DEINE AUFGABEN.
1. An welchem Datum hat Ralph Siegl laut dem Auszug über die Hochdorf-Gruppe die CEO-Funktion übernommen?
2. Gib aus dem Auszug über die Hochdorf-Gruppe alles von „Der neue CEO“ bis hinunter zu „(31. August 2021)“ unverändert wieder.

Der neue CEO Ralph Siegl läutet eine neue Ära ein: Die Abhängigkeit vom Rohstoff Milch soll reduziert werden. Gewinne werden wichtiger als Volumen. Zudem kommt es zu einer Kooperation mit dem lokalen Rivalen Emmi.

Das Areal der Hochdorf-Gruppe, das mittlerweile der Gemeinde Hochdorf verkauft worden ist.
Bild: Bild: Dominik Wunderli (31. August 2021)

«Es weht ein neuer Wind in Hochdorf», sagte Ralph Siegl am Montag anlässlich der Präsentation des Jahresergebnisses. Der Zürcher hat erst am 21. Januar per sofort die CEO-Funktion des börsenkotierten Unternehmens von seinem Vorgänger Peter Pfeilschifter übernommen. Siegl gab zu verstehen, dass unter seiner Leitung nichts weniger als ein «Paradigmenwechsel» eingeläutet werden soll. In klaren Worten sagte er: «Wir verstehen uns nicht mehr als Milchverarbeiter.»

BEREITGESTELLTE DATEN.
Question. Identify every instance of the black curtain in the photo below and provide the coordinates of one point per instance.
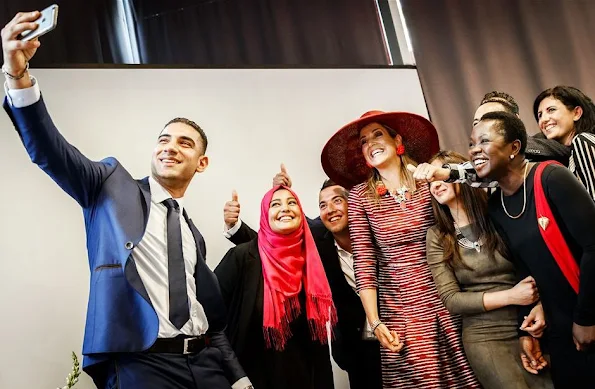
(85, 32)
(466, 48)
(259, 32)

DIE ANTWORTEN.
1. Am 21. Januar, per sofort.

2.
Der neue CEO Ralph Siegl läutet eine neue Ära ein: Die Abhängigkeit vom Rohstoff Milch soll reduziert werden. Gewinne werden wichtiger als Volumen. Zudem kommt es zu einer Kooperation mit dem lokalen Rivalen Emmi.

Das Areal der Hochdorf-Gruppe, das mittlerweile der Gemeinde Hochdorf verkauft worden ist.
Bild: Bild: Dominik Wunderli (31. August 2021)